→ **Data listing**

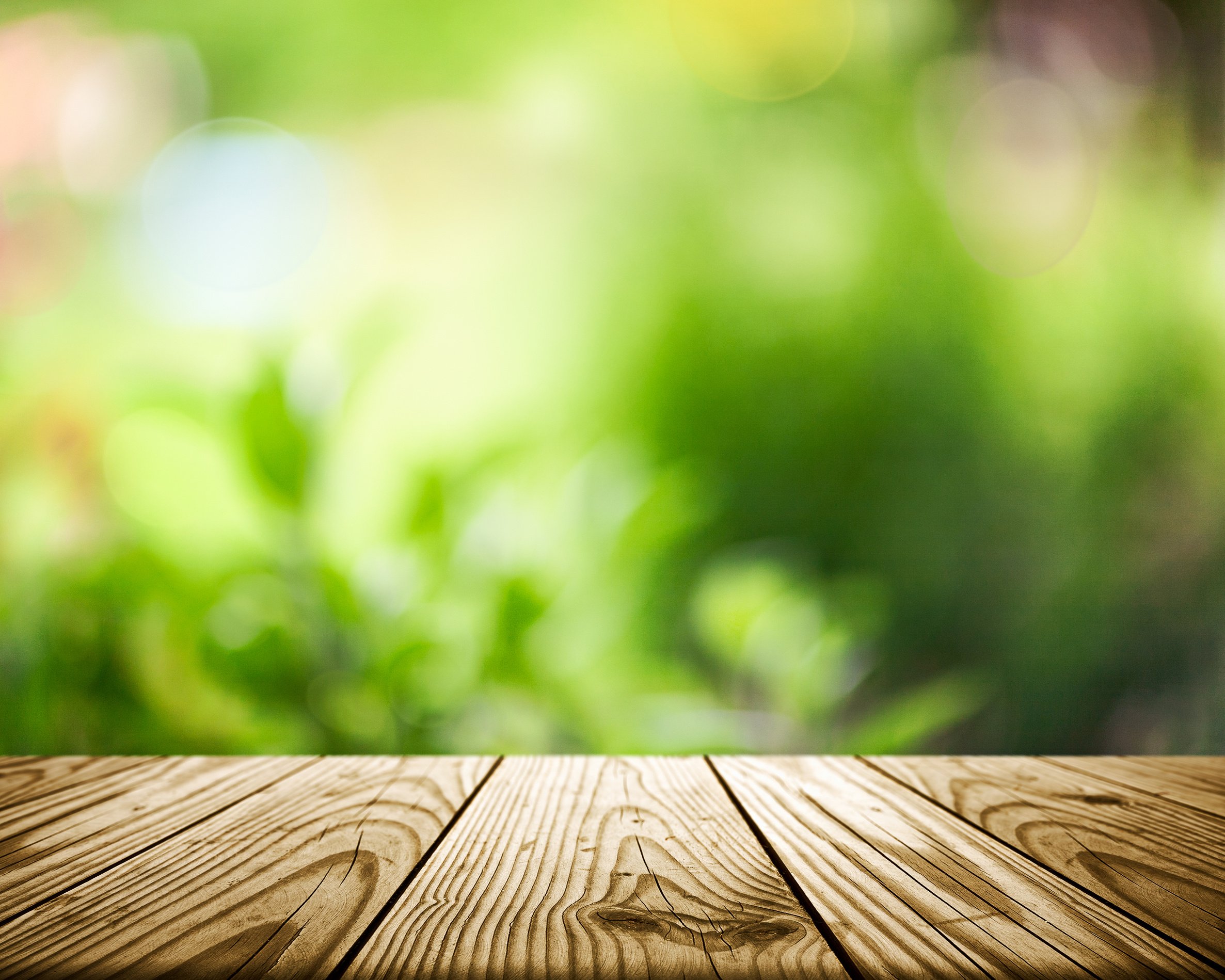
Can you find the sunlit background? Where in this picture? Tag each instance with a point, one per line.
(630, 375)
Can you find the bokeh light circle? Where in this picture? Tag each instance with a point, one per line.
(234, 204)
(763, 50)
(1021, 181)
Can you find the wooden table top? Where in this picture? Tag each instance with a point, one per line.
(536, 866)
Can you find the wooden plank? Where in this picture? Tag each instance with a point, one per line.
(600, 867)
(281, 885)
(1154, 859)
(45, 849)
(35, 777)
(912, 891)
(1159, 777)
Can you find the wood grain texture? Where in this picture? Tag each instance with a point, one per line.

* * *

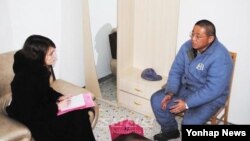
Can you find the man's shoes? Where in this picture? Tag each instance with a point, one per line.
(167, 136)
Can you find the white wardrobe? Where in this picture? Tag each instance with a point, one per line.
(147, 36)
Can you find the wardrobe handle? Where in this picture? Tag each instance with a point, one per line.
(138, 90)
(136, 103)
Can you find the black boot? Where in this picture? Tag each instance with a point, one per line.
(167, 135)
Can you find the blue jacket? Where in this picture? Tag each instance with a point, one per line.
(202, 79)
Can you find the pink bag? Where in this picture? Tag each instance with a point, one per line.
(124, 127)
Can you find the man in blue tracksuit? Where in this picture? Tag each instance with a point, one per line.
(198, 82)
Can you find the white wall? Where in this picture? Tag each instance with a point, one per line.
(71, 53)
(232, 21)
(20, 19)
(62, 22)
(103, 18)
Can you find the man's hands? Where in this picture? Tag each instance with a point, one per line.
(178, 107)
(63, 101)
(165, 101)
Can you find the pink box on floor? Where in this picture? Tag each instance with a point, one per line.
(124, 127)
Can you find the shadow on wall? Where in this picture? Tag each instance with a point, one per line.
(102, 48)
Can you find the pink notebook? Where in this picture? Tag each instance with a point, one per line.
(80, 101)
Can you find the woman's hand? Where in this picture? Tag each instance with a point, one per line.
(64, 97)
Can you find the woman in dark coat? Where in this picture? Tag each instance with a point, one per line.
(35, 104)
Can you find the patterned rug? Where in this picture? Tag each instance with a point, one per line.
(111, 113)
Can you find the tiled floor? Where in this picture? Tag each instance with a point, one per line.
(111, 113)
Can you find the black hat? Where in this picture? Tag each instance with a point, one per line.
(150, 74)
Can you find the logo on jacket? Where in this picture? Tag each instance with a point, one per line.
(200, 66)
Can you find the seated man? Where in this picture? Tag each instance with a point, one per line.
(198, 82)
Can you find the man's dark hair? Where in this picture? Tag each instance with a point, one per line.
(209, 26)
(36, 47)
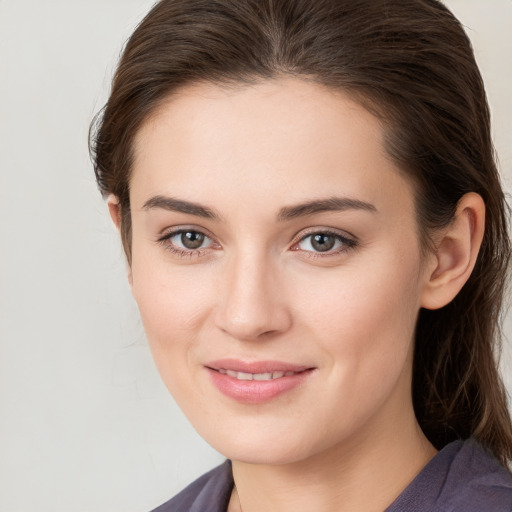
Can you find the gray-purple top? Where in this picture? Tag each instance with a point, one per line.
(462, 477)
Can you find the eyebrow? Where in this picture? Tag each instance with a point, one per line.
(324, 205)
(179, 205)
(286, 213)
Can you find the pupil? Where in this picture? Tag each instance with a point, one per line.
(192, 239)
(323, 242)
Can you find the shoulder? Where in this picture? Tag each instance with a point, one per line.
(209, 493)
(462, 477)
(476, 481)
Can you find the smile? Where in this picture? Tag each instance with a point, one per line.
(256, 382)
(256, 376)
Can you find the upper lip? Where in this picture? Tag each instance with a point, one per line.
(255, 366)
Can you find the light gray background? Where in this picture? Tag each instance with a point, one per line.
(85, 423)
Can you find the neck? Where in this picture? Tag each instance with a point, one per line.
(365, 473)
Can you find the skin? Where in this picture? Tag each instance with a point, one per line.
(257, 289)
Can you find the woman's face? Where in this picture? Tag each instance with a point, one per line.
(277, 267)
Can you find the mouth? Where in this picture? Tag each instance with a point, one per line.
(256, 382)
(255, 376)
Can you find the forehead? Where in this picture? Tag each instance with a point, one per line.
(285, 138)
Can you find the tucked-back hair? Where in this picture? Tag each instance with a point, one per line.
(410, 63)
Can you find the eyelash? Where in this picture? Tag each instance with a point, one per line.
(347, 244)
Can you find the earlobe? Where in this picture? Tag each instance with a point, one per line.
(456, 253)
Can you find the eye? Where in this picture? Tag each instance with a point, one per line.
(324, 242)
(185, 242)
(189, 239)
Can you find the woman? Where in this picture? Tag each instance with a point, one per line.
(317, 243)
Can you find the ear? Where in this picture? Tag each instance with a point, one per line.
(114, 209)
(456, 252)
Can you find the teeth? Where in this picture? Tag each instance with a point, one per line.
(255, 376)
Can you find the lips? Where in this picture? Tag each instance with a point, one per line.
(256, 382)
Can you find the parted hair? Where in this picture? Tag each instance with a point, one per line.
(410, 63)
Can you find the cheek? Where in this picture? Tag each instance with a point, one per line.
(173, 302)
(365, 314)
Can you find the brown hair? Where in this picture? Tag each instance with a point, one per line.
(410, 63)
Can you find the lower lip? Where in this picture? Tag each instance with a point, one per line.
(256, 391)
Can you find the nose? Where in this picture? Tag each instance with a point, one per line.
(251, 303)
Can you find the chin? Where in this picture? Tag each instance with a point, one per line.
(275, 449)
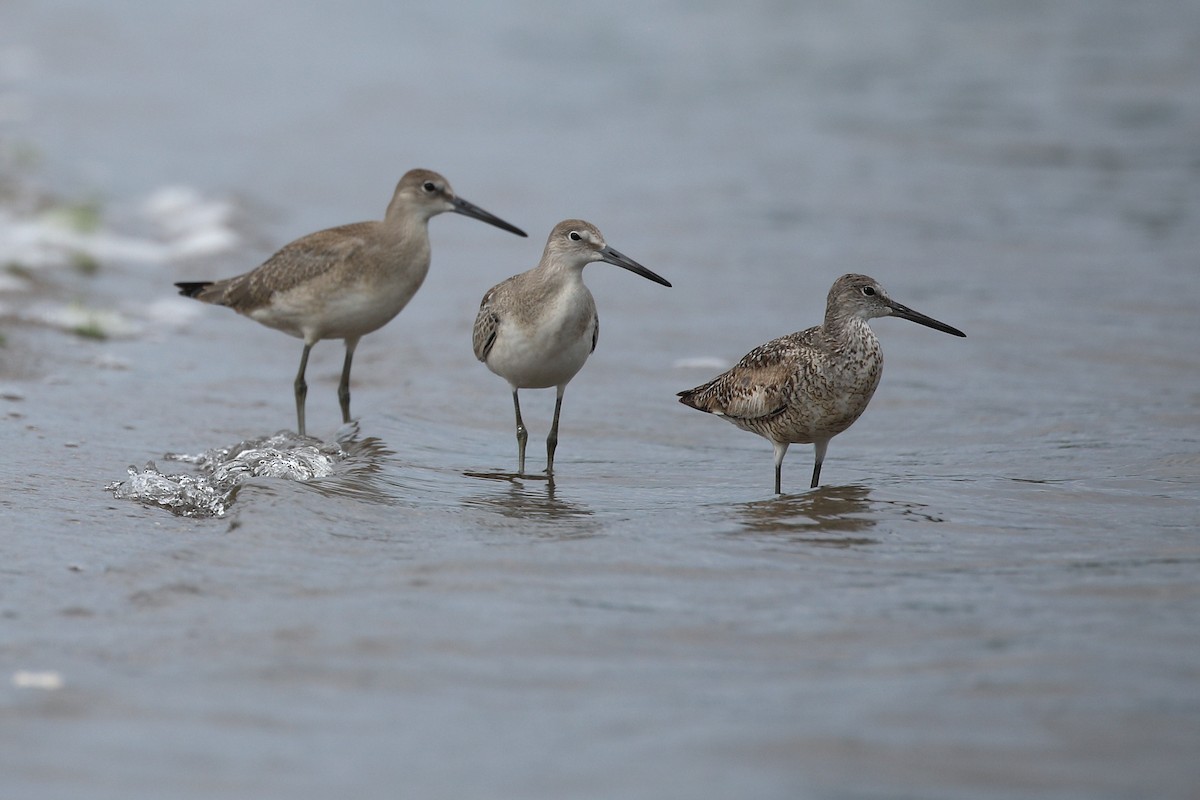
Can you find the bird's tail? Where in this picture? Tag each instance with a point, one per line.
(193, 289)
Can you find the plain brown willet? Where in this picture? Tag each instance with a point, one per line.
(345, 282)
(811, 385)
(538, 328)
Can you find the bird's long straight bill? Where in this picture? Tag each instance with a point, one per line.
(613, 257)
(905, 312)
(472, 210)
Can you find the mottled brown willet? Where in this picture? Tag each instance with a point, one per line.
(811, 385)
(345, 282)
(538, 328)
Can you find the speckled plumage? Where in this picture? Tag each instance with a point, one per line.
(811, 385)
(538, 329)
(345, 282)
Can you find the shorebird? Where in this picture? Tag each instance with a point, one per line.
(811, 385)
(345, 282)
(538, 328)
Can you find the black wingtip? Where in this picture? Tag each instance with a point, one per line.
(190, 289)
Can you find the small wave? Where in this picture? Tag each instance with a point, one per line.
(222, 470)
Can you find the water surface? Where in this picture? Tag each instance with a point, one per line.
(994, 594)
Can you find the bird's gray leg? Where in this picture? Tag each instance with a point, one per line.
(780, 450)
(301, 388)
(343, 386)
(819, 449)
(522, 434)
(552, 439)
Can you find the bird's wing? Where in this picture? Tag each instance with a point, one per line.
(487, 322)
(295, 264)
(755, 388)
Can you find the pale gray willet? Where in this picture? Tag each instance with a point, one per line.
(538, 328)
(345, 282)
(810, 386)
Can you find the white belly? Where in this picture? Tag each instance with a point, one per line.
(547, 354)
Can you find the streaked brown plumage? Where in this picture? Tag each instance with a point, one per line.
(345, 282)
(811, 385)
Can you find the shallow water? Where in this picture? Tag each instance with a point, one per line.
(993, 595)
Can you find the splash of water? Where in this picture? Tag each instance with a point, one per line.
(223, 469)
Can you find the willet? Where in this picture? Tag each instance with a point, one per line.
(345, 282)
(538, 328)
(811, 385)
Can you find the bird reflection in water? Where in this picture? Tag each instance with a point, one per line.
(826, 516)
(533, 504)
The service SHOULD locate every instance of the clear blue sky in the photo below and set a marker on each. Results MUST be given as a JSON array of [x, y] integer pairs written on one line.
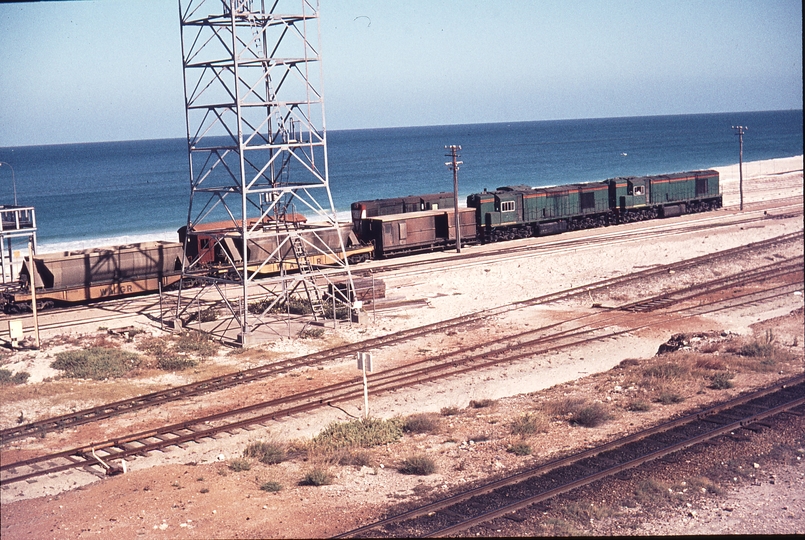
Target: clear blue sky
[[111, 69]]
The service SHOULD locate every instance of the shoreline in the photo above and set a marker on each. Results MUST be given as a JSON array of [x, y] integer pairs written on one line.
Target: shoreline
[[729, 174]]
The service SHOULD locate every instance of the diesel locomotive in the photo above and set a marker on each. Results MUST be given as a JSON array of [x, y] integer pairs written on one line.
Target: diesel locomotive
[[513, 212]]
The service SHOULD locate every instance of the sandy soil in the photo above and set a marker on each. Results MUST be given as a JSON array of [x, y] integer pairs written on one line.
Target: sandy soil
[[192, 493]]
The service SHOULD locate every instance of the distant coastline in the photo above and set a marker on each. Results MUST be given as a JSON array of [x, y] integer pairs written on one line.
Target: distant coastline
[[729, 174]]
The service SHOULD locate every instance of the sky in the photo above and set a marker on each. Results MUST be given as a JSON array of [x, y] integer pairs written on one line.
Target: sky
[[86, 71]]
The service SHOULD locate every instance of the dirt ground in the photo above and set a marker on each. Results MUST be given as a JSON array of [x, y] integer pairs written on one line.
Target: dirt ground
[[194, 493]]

...

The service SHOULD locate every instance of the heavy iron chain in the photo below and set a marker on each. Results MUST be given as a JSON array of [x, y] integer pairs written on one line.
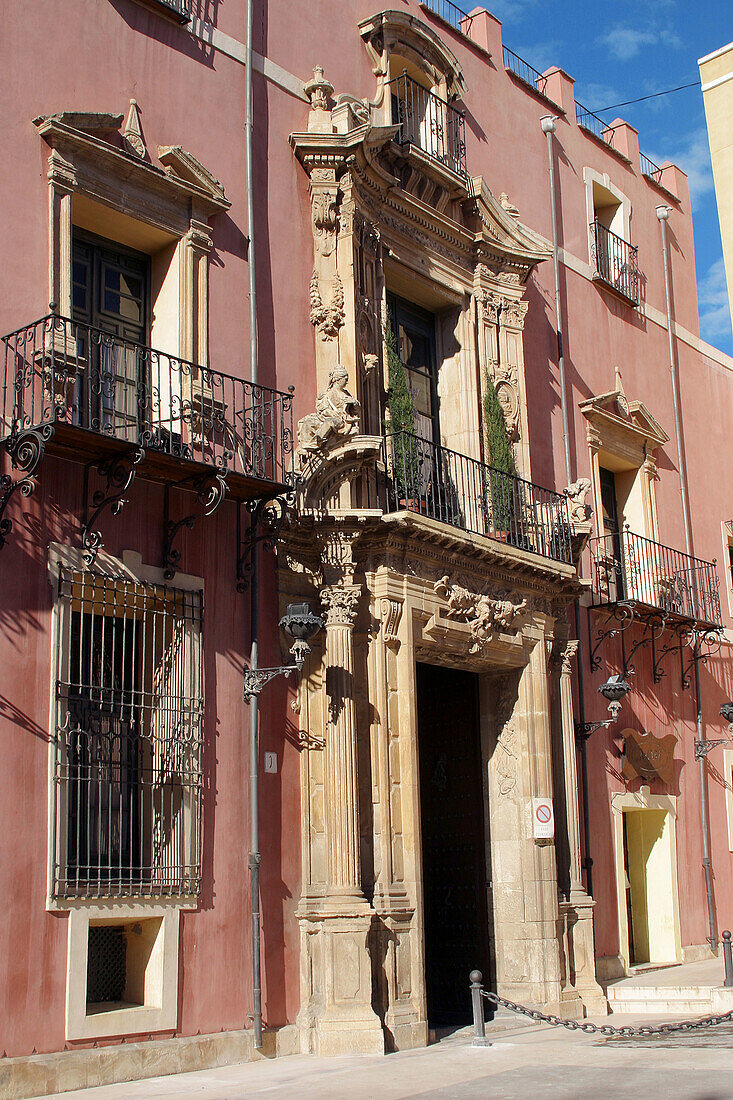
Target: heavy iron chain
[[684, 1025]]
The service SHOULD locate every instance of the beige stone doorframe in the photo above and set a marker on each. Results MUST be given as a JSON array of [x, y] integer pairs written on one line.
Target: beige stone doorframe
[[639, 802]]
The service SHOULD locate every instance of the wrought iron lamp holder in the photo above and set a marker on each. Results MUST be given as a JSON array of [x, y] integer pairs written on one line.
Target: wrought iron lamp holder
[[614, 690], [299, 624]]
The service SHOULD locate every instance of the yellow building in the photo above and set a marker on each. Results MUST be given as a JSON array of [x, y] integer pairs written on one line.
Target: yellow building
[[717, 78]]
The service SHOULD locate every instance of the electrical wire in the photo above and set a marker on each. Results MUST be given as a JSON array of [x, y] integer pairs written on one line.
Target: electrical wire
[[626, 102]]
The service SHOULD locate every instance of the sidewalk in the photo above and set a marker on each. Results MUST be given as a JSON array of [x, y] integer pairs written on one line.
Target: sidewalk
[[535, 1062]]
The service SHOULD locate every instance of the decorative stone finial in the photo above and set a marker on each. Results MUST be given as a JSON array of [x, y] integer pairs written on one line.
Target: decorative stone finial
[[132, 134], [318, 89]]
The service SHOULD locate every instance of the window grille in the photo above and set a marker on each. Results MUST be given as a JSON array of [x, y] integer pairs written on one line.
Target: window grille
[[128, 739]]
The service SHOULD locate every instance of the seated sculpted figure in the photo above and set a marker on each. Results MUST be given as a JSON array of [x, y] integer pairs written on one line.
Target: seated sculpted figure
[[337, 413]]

→ **Exercise directions**
From the listing above, copy every line where the string "below" is found.

→ **Output**
The service SHOULD locate every instance of the clear blue sky in the photo below and set a marker on each. Results MUST be given as a JSON array of [x, y] integer pairs written on one line.
The service SHOULD locate every instance of the heavy iron chain in the photo below and set a marker on each. Results MUST be given as a JSON array of [x, y] integer pairs written on one line.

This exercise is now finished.